▸ WHAT TO DO
1. In the forum post about the pthread timed wait, what does the monitor function print when pthread_cond_timedwait returns ETIMEDOUT?
2. Resume the forum post about the pthread timed wait, carrying on from its final line.

▸ DOCUMENT SEGMENT
┄┄┄┄┄┄
1

I've read a few suggested topic but unfortunately haven't found the answer for my question. Any suggestion is highly appreciated.

So, I'm working on the huge project and here is effected code snippet:

#include <stdio.h>
#include <stdlib.h>
#include <string.h>
#include <errno.h>
#include <time.h>
#include <sys/time.h>
#include <unistd.h>
#include <pthread.h>

static pthread_mutex_t mutex;
static pthread_cond_t cond;

static char *timestamp()
{
    time_t rawtime;
    struct tm *timeinfo;
    char *stamp;

    time(&rawtime);
    timeinfo = localtime(&rawtime);
    stamp = asctime(timeinfo);
    stamp[strlen(stamp) - 1] = '\0';

    return stamp;
}

static void *monitor(void *ctx)
{
    int ret;
    struct timeval now;
    struct timespec timeout = { 0 };

    while (1)
    {
        gettimeofday(&now, NULL);

        timeout.tv_sec = now.tv_sec + 1;

        pthread_mutex_lock(&mutex);

        if (!(ret = pthread_cond_timedwait(&cond, &mutex, &timeout)))
        {
            printf("%s [%s] Signaled successfully!\n", timestamp(),
                __FUNCTION__);

        }
        else if (ret == ETIMEDOUT)
            printf("%s [%s] Timed out!\n", timestamp(), __FUNCTION__);

        pthread_mutex_unlock(&mutex);
    }
    return NULL;
}

int main()
{
    pthread_t tid;

    if (pthread_mutex_init(&mutex, NULL) < 0)
    {
        perror("mutex");
        return -1;
    }

    if (pthread_cond_init(&cond, NULL) < 0)
    {
        perror("cond");
        pthread_mutex_destroy(&mutex);
        return -1;
    }

    if (pthread_create(&tid, NULL, monitor, NULL) < 0)
    {
        perror("create()");
        pthread_cond_destroy(&cond);
        pthread_mutex_destroy(&mutex);
        return -1;
    }

    pthread_detach(tid);
    srand(time(NULL));

    while (1)
┄┄┄┄┄┄
▸ DATA SUPPLIED
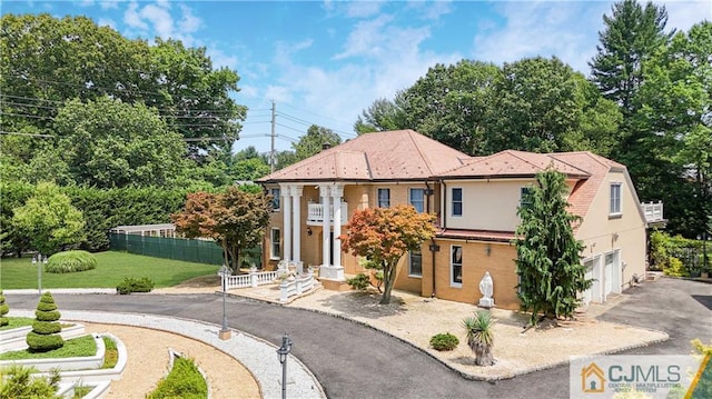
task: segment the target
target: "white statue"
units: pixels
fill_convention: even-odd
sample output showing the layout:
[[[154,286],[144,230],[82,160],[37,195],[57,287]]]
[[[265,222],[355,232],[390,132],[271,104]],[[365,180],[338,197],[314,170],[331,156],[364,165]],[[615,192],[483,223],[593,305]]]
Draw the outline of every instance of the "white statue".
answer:
[[[482,298],[479,299],[479,306],[483,308],[492,308],[494,306],[494,298],[492,298],[494,289],[494,282],[492,281],[492,276],[490,272],[485,272],[485,277],[479,281],[479,292],[482,292]]]

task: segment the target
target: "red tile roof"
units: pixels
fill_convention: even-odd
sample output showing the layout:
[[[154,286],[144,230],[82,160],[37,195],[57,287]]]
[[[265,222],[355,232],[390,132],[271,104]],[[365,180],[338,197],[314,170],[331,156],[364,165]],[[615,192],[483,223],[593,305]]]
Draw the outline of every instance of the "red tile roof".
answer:
[[[506,178],[534,176],[548,166],[572,178],[587,178],[587,171],[561,161],[551,154],[506,150],[490,157],[473,159],[469,163],[439,173],[443,178]]]
[[[425,180],[471,158],[413,130],[366,133],[258,182]]]

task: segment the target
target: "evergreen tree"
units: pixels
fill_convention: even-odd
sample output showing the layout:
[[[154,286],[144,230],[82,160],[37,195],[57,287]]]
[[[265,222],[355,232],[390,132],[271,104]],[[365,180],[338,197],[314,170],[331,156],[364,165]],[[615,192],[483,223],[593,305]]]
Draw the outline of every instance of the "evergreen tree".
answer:
[[[578,306],[576,296],[593,283],[581,262],[583,243],[573,232],[578,217],[566,208],[563,173],[548,168],[537,173],[537,186],[524,194],[517,209],[522,222],[516,236],[516,273],[522,310],[531,311],[532,325],[540,313],[547,318],[571,317]]]
[[[59,323],[61,313],[57,310],[57,303],[55,303],[51,293],[42,293],[37,303],[34,316],[32,331],[27,335],[29,350],[31,352],[47,352],[63,347],[65,339],[60,335],[62,326]]]
[[[10,323],[6,315],[10,311],[10,307],[4,302],[4,295],[2,295],[2,290],[0,290],[0,327],[7,326]]]
[[[601,92],[616,101],[629,117],[632,98],[643,82],[644,61],[672,34],[664,32],[668,11],[651,1],[643,8],[635,0],[623,0],[613,4],[611,16],[603,16],[603,23],[599,52],[589,62],[591,74]]]

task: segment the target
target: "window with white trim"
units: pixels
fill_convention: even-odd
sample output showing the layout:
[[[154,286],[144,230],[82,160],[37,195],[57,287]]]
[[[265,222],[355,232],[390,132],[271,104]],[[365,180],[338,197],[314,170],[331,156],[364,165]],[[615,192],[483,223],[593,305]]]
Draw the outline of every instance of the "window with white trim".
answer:
[[[281,235],[279,233],[279,229],[273,228],[269,233],[269,259],[279,259],[281,253],[280,239]]]
[[[279,189],[269,189],[269,193],[271,194],[271,210],[275,212],[279,211],[279,201],[280,201],[280,192]]]
[[[408,276],[422,277],[423,276],[423,253],[419,249],[413,250],[408,257]]]
[[[623,209],[621,208],[621,183],[611,183],[611,209],[610,215],[621,215]]]
[[[390,208],[390,189],[378,189],[378,208]]]
[[[416,211],[421,213],[425,211],[425,189],[411,189],[409,200]]]
[[[526,186],[520,189],[520,207],[526,208],[532,206],[532,198],[530,193],[532,192],[532,188]]]
[[[463,285],[463,247],[452,246],[449,250],[449,285],[462,287]]]
[[[451,193],[453,198],[453,216],[463,216],[463,189],[453,188]]]

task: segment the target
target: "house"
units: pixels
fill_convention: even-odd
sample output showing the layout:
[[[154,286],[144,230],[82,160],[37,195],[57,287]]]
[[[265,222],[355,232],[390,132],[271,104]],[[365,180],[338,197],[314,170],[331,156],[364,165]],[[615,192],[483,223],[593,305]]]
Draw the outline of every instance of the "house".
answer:
[[[355,211],[411,203],[437,216],[437,233],[398,265],[395,288],[477,303],[486,271],[496,306],[516,309],[513,245],[522,193],[550,164],[565,173],[576,238],[605,301],[645,272],[646,220],[624,166],[591,152],[502,151],[468,157],[412,130],[375,132],[276,171],[258,182],[275,198],[263,265],[318,266],[325,286],[364,271],[337,237]]]

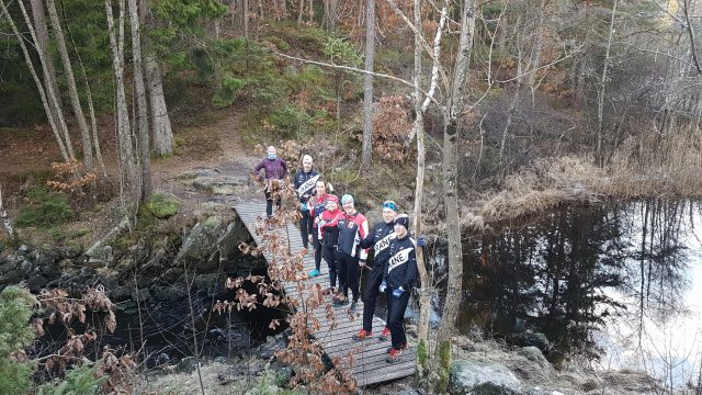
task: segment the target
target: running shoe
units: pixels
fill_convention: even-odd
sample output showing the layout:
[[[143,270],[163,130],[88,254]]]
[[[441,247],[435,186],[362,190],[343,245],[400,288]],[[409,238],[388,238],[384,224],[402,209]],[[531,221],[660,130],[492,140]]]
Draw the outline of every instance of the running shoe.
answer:
[[[358,334],[351,336],[351,338],[355,341],[361,341],[361,340],[365,340],[367,338],[373,337],[373,334],[365,331],[365,329],[361,329],[359,330]]]
[[[381,332],[381,336],[378,336],[378,339],[382,341],[387,341],[390,339],[390,328],[385,327],[383,328],[383,331]]]
[[[401,354],[403,354],[403,350],[392,349],[389,352],[389,356],[387,356],[387,359],[385,361],[387,361],[387,363],[399,362],[399,356]]]

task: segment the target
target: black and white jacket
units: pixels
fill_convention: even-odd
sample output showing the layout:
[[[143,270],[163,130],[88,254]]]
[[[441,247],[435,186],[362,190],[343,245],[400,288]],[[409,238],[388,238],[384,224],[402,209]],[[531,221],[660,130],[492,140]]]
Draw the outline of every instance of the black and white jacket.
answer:
[[[417,283],[419,271],[417,269],[417,242],[409,234],[405,238],[395,238],[389,245],[389,259],[385,266],[383,281],[387,286],[396,290],[403,287],[409,291]]]
[[[309,172],[299,170],[295,174],[295,193],[297,193],[299,203],[307,203],[307,200],[315,194],[317,180],[319,180],[319,173],[315,170],[310,170]]]
[[[390,258],[390,241],[395,239],[395,225],[381,222],[375,224],[366,238],[361,240],[362,248],[373,248],[373,267],[383,268]]]

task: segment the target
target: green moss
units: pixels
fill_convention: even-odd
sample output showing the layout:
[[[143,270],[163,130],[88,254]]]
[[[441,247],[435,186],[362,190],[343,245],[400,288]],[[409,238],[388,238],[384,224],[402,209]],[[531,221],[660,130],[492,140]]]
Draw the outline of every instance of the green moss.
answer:
[[[54,226],[76,217],[68,198],[45,187],[32,187],[25,193],[26,205],[20,207],[18,227]]]
[[[222,224],[222,219],[218,216],[213,215],[213,216],[208,217],[207,221],[205,221],[204,226],[207,229],[214,229],[217,226],[219,226],[219,224]]]
[[[171,217],[178,213],[182,203],[172,195],[162,193],[154,193],[151,199],[146,203],[146,207],[157,218],[163,219]]]

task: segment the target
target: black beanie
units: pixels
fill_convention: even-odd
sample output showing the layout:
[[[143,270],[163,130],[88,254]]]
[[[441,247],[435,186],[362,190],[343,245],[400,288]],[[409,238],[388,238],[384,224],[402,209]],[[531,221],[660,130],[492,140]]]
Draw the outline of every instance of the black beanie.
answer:
[[[405,229],[409,230],[409,216],[407,214],[400,214],[395,218],[395,225],[403,225]]]

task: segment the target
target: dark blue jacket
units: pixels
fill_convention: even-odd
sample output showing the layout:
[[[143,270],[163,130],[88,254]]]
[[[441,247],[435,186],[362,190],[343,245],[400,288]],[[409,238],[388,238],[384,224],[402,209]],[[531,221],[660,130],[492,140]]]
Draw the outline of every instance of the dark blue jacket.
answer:
[[[319,173],[315,170],[310,170],[309,172],[299,170],[295,174],[295,193],[297,193],[299,203],[307,203],[309,196],[315,194],[317,180],[319,180]]]
[[[387,260],[383,274],[383,281],[387,283],[388,287],[396,290],[401,286],[403,290],[409,291],[417,283],[419,271],[415,252],[416,245],[409,234],[403,239],[395,238],[390,241],[390,258]]]
[[[361,240],[362,248],[373,248],[373,267],[383,268],[390,258],[390,241],[395,239],[395,225],[381,222],[375,224],[369,237]]]
[[[363,240],[369,233],[369,222],[365,219],[365,216],[359,212],[352,215],[343,213],[337,226],[339,227],[339,251],[365,260],[369,250],[360,248],[361,240]]]

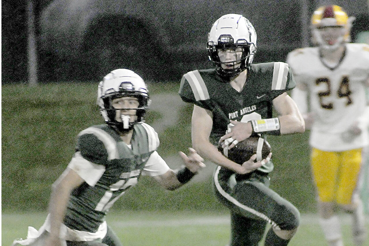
┄┄┄┄┄┄
▸ ANSWERS GIVEN
1. It prints the timestamp, then the function name in square brackets, then "Timed out!"

2.
    {
        int delay = rand() % 5 + 1;

        printf("%s [main] Waker is sleeping for %d sec\n", timestamp(), delay);
        sleep(delay);

        printf("%s [main] Signaling...\n", timestamp());
        pthread_mutex_lock(&mutex);
        printf("%s [main] Lock aquired...\n", timestamp());
        pthread_cond_signal(&cond);
        printf("%s [main] Signaled. Releasing...\n", timestamp());
        pthread_mutex_unlock(&mutex);
    }

    pthread_cond_destroy(&cond);
    pthread_mutex_destroy(&mutex);

    return 0;
}

Every time when [main] thread is reaching out the pthread_cond_signal and pthread_cond_timedwait is waiting (not timed out) the stuck is happening.

Locking mutex before pthread_cond_signal is best practice, which I have read here

This topic says that such stuck could happen if cond/mutex is destroyed before waiting.

This topic describes spurious wakes up, which could lead to such stuck.

However, both seems not relevant to my case. I've also assumed that such behavior could be related to ulimit -s/-i. But setting to unlimited value doesn't help. What's interesting is that [monitor] thread also gets stuck as [main] does.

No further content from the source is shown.